_GOAL_
Beginning with the line where "One point per instance, written like point(156, 171)" appears, restate the lines word for word through the last one in the listing.
-------
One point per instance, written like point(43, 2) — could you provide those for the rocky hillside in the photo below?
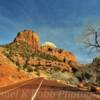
point(30, 56)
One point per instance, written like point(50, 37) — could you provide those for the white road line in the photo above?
point(33, 97)
point(9, 90)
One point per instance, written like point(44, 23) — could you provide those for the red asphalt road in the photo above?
point(50, 90)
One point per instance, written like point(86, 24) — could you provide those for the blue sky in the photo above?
point(59, 21)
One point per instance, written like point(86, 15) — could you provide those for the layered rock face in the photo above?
point(32, 38)
point(29, 37)
point(63, 55)
point(8, 72)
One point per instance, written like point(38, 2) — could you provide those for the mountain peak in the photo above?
point(28, 36)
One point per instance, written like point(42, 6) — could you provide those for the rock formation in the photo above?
point(29, 37)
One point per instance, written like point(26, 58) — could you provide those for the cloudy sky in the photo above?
point(59, 21)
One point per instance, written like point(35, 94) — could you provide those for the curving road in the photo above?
point(46, 90)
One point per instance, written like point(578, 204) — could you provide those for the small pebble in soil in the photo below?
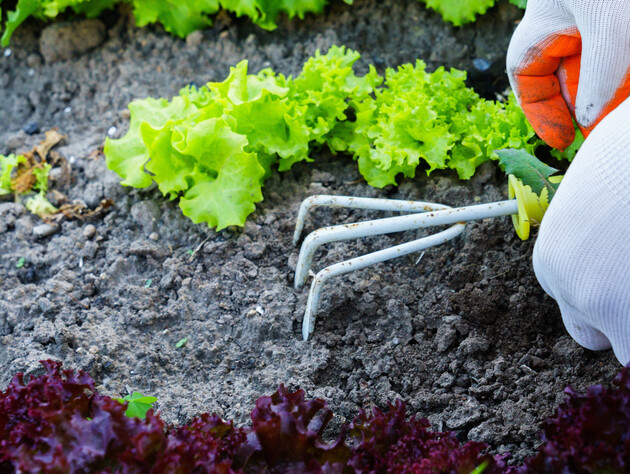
point(89, 231)
point(31, 128)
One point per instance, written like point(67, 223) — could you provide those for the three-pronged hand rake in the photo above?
point(524, 206)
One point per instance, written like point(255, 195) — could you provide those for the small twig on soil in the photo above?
point(199, 247)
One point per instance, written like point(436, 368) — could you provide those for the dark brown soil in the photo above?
point(465, 336)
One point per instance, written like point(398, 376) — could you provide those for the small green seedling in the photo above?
point(479, 469)
point(138, 404)
point(181, 343)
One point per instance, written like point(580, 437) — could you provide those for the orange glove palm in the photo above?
point(570, 58)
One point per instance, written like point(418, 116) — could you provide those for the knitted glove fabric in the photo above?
point(582, 255)
point(570, 57)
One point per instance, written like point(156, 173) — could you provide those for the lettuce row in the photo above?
point(460, 12)
point(213, 147)
point(179, 17)
point(182, 17)
point(58, 422)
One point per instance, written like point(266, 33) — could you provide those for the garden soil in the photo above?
point(464, 335)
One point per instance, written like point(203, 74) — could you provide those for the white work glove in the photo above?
point(582, 255)
point(570, 57)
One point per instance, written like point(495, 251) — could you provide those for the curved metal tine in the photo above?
point(350, 202)
point(394, 224)
point(364, 261)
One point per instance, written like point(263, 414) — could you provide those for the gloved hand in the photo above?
point(570, 57)
point(582, 254)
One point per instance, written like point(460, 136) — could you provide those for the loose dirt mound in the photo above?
point(465, 336)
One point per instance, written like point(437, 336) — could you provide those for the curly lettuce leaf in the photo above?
point(15, 18)
point(7, 165)
point(459, 12)
point(39, 205)
point(227, 179)
point(128, 155)
point(179, 17)
point(214, 147)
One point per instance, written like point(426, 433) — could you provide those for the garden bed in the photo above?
point(465, 336)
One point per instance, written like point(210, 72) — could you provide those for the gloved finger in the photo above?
point(538, 88)
point(604, 78)
point(569, 76)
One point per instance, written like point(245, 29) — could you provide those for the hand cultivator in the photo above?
point(524, 206)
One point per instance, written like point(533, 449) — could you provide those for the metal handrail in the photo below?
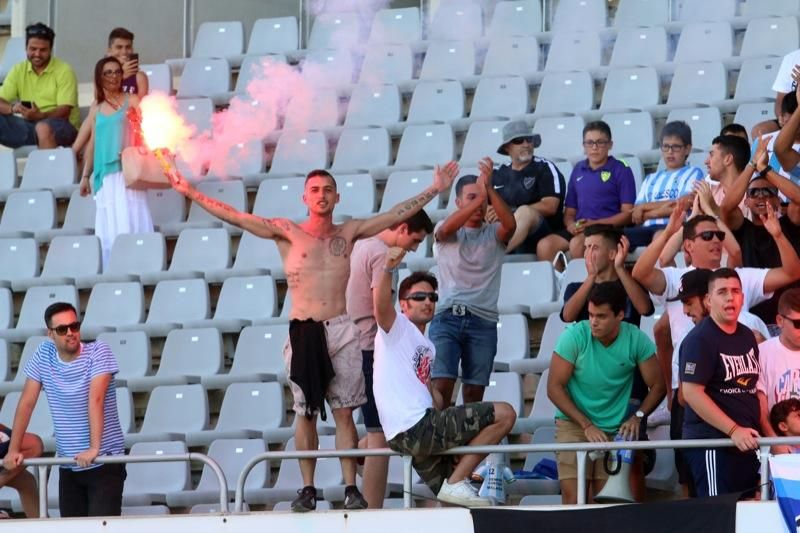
point(42, 464)
point(582, 449)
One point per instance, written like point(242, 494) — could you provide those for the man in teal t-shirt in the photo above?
point(591, 375)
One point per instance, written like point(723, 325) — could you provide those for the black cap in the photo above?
point(693, 283)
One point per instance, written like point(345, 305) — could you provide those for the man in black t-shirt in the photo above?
point(718, 371)
point(533, 187)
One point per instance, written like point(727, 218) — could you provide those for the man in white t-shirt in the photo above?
point(411, 411)
point(779, 378)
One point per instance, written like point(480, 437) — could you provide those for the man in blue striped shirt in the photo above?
point(660, 190)
point(78, 379)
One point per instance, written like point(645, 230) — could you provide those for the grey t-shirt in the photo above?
point(469, 270)
point(366, 269)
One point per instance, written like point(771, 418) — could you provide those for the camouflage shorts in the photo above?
point(439, 431)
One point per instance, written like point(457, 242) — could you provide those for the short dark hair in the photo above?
point(735, 146)
point(320, 173)
point(413, 279)
point(722, 273)
point(781, 411)
point(598, 125)
point(40, 30)
point(608, 232)
point(690, 226)
point(54, 309)
point(119, 33)
point(608, 292)
point(679, 129)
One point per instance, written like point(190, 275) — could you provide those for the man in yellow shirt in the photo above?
point(39, 97)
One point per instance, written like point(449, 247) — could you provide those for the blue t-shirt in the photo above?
point(727, 365)
point(600, 193)
point(67, 389)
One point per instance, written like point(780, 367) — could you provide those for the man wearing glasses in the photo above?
point(533, 187)
point(39, 97)
point(78, 379)
point(414, 416)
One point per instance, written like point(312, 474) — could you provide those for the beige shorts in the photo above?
point(347, 387)
point(569, 431)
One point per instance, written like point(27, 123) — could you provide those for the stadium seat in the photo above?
point(231, 455)
point(399, 25)
point(565, 92)
point(372, 105)
point(249, 410)
point(516, 17)
point(631, 88)
point(242, 300)
point(258, 357)
point(561, 137)
point(298, 152)
point(448, 60)
point(148, 483)
point(580, 15)
point(518, 292)
point(636, 47)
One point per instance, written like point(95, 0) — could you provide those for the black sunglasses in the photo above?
point(709, 235)
point(421, 296)
point(75, 327)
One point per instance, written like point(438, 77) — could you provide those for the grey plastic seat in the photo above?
point(448, 60)
point(457, 20)
point(372, 105)
point(174, 303)
point(281, 197)
point(231, 455)
point(512, 56)
point(258, 357)
point(436, 101)
point(426, 145)
point(574, 51)
point(68, 258)
point(399, 25)
point(249, 410)
point(513, 343)
point(705, 41)
point(631, 88)
point(113, 304)
point(387, 63)
point(299, 152)
point(242, 300)
point(704, 121)
point(561, 137)
point(361, 149)
point(517, 17)
point(148, 483)
point(565, 92)
point(637, 47)
point(698, 83)
point(580, 15)
point(28, 212)
point(638, 13)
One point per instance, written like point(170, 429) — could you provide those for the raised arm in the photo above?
point(442, 179)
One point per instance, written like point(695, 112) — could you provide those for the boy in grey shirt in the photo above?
point(470, 253)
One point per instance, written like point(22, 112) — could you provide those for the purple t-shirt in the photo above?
point(600, 193)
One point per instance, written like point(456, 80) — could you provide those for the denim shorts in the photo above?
point(470, 340)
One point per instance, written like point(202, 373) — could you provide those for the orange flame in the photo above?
point(162, 126)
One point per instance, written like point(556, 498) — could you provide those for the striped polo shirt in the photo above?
point(667, 185)
point(67, 389)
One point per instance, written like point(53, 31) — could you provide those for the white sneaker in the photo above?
point(462, 493)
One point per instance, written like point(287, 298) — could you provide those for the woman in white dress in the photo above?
point(119, 209)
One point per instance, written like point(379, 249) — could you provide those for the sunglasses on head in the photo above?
point(61, 330)
point(421, 296)
point(762, 192)
point(709, 235)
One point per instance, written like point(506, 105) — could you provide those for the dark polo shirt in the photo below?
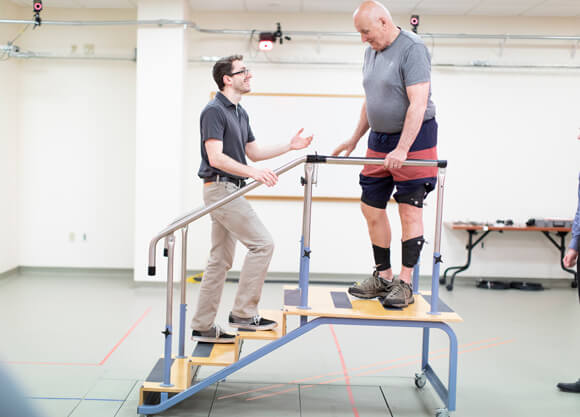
point(223, 120)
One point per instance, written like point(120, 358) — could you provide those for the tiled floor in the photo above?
point(80, 344)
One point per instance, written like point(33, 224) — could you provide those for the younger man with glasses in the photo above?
point(226, 139)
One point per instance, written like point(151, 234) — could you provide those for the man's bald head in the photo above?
point(375, 25)
point(372, 9)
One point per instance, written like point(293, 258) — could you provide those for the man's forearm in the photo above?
point(412, 125)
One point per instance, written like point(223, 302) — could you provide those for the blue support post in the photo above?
point(435, 283)
point(425, 353)
point(182, 325)
point(167, 358)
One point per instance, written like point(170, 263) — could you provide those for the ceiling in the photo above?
point(564, 8)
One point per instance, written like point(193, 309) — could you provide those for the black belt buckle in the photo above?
point(222, 178)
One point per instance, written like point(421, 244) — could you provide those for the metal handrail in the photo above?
point(186, 219)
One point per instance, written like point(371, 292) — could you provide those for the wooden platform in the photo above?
point(220, 354)
point(276, 333)
point(182, 372)
point(224, 354)
point(321, 304)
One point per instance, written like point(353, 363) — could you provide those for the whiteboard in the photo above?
point(276, 117)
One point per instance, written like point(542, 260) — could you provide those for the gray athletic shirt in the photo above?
point(387, 73)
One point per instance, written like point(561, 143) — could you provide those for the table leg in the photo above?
point(470, 245)
point(562, 248)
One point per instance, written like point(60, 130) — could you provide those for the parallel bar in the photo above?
point(191, 217)
point(338, 160)
point(169, 312)
point(306, 223)
point(183, 305)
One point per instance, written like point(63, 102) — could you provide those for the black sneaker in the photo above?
point(213, 335)
point(252, 323)
point(400, 296)
point(371, 287)
point(571, 387)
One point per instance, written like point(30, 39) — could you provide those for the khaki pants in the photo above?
point(232, 222)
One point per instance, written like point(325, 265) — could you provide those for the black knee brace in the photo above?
point(411, 250)
point(414, 198)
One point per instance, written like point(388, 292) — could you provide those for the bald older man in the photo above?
point(401, 116)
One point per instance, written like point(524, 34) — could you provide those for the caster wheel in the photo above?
point(420, 380)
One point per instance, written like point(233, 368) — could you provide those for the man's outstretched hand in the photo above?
point(300, 142)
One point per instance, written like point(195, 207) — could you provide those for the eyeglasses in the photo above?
point(244, 71)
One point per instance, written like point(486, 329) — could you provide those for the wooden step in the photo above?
point(216, 354)
point(274, 334)
point(326, 301)
point(182, 373)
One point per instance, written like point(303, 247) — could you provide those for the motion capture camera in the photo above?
point(414, 22)
point(268, 39)
point(37, 8)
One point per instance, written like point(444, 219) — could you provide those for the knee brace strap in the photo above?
point(411, 250)
point(382, 258)
point(414, 198)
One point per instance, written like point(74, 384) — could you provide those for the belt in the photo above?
point(221, 178)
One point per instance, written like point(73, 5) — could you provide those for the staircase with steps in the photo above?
point(324, 301)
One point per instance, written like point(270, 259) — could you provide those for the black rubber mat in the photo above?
point(292, 297)
point(340, 299)
point(441, 306)
point(202, 350)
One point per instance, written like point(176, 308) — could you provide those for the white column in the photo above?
point(161, 71)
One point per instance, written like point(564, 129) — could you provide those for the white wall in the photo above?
point(8, 156)
point(76, 124)
point(509, 136)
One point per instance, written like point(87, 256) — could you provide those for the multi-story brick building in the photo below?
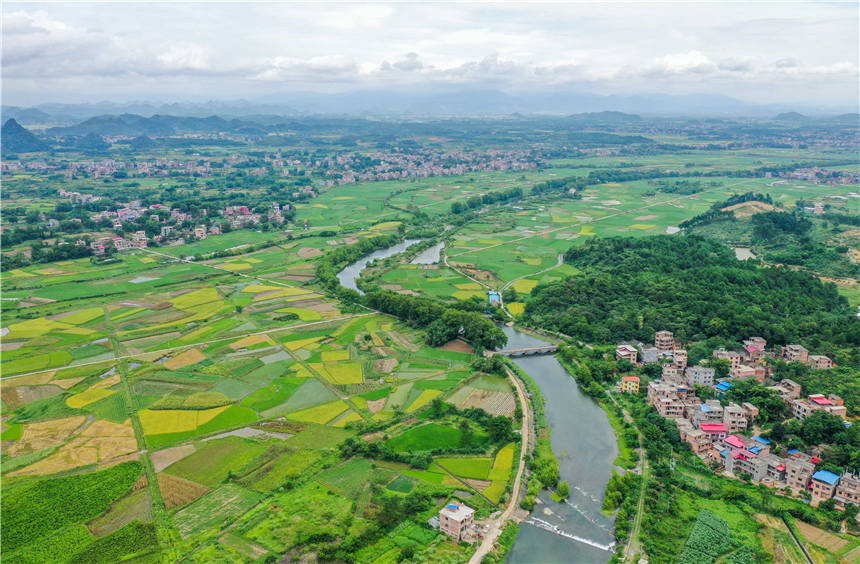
point(457, 521)
point(823, 486)
point(664, 341)
point(820, 362)
point(794, 353)
point(848, 489)
point(700, 375)
point(627, 352)
point(630, 384)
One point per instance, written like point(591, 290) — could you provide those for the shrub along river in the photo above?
point(584, 442)
point(575, 530)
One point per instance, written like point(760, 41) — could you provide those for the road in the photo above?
point(605, 217)
point(634, 546)
point(496, 525)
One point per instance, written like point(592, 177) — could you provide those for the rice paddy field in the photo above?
point(228, 383)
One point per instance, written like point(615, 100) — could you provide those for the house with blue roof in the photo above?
point(823, 486)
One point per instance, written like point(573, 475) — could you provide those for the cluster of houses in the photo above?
point(717, 432)
point(237, 216)
point(422, 164)
point(752, 361)
point(818, 176)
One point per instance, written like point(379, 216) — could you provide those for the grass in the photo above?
point(470, 467)
point(425, 438)
point(347, 479)
point(87, 397)
point(320, 414)
point(211, 464)
point(215, 508)
point(423, 399)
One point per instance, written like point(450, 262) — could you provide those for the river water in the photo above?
point(575, 531)
point(348, 275)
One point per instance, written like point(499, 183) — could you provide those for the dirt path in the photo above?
point(634, 545)
point(497, 524)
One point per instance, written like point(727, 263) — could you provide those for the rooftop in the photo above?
point(826, 477)
point(457, 512)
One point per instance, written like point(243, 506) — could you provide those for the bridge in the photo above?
point(528, 351)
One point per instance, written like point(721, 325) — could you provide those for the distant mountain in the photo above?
point(27, 115)
point(790, 116)
point(133, 125)
point(437, 101)
point(16, 139)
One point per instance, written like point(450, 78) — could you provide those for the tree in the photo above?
point(563, 491)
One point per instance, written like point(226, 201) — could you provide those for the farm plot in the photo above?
point(219, 506)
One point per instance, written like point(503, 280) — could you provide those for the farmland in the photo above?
point(221, 399)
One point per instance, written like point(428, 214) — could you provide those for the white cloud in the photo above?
point(782, 50)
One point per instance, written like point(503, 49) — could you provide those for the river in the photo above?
point(575, 531)
point(350, 274)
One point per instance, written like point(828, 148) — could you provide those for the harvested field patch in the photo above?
point(525, 285)
point(66, 383)
point(301, 343)
point(385, 365)
point(101, 440)
point(345, 373)
point(465, 467)
point(516, 308)
point(342, 420)
point(303, 314)
point(423, 399)
point(45, 434)
point(309, 252)
point(458, 345)
point(136, 506)
point(189, 357)
point(155, 422)
point(163, 458)
point(335, 356)
point(29, 394)
point(497, 403)
point(227, 502)
point(746, 209)
point(376, 405)
point(87, 397)
point(320, 414)
point(216, 460)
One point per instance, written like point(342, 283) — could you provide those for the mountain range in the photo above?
point(391, 103)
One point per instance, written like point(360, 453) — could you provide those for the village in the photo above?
point(724, 434)
point(175, 226)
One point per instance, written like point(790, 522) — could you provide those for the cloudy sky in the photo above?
point(805, 53)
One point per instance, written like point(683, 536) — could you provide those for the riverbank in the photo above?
point(579, 442)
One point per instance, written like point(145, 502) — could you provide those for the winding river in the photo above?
point(350, 274)
point(575, 531)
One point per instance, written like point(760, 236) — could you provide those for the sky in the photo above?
point(786, 53)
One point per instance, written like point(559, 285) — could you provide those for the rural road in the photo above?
point(626, 212)
point(496, 525)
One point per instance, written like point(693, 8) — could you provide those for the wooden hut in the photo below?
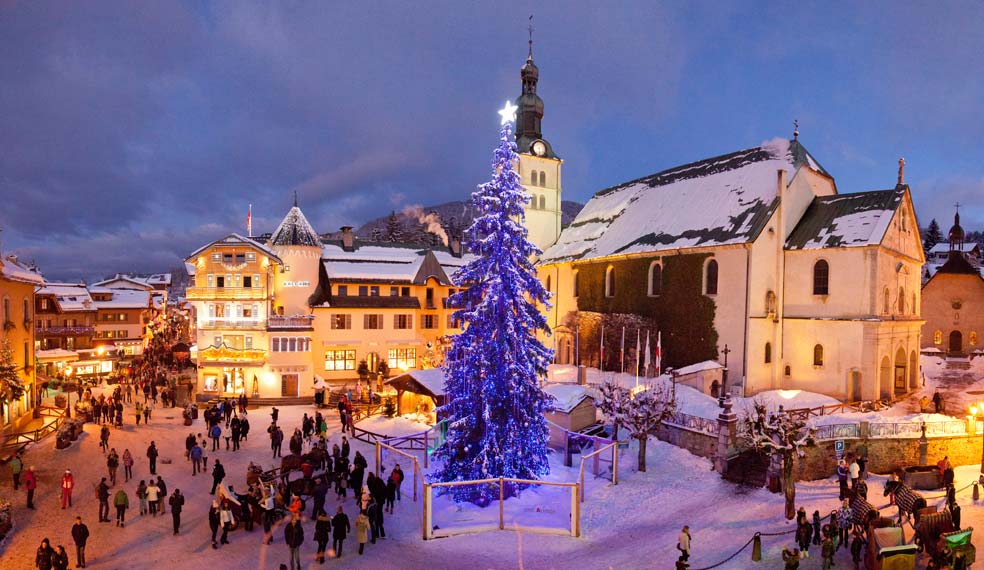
point(419, 391)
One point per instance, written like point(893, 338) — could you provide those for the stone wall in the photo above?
point(890, 454)
point(698, 443)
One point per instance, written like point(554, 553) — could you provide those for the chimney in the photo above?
point(347, 238)
point(454, 242)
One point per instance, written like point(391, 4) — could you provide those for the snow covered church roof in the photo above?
point(846, 220)
point(295, 230)
point(722, 200)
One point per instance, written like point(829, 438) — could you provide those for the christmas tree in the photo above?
point(494, 405)
point(11, 387)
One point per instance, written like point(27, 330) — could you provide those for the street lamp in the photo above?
point(976, 412)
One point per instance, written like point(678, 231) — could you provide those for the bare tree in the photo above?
point(781, 437)
point(644, 412)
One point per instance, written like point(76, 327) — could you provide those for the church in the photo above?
point(754, 254)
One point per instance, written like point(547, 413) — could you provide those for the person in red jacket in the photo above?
point(68, 483)
point(30, 483)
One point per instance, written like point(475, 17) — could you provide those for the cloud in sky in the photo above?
point(134, 132)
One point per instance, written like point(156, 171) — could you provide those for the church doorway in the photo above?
point(956, 343)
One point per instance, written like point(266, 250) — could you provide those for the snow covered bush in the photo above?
point(781, 437)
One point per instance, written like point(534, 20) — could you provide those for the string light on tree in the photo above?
point(495, 406)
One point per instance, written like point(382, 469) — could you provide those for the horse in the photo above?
point(908, 501)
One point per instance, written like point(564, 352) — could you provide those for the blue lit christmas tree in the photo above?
point(494, 405)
-------
_OUTPUT OF THE EXERCISE_
One point per instance, written like point(156, 171) — could you provide those for the church doorway in the photo above?
point(956, 343)
One point per instance, written like point(266, 250) — could you provide those for the snow covered bush in the photo above?
point(781, 437)
One point per instance, written like point(534, 20) — could you provide those for the string light on tree in the photo above?
point(495, 406)
One point per instance, written like point(382, 469) — could you provide those for the horse in the photo above?
point(908, 501)
One point per instance, written like point(564, 352) — could you provide those for the blue lit christmas tree in the photo above?
point(494, 405)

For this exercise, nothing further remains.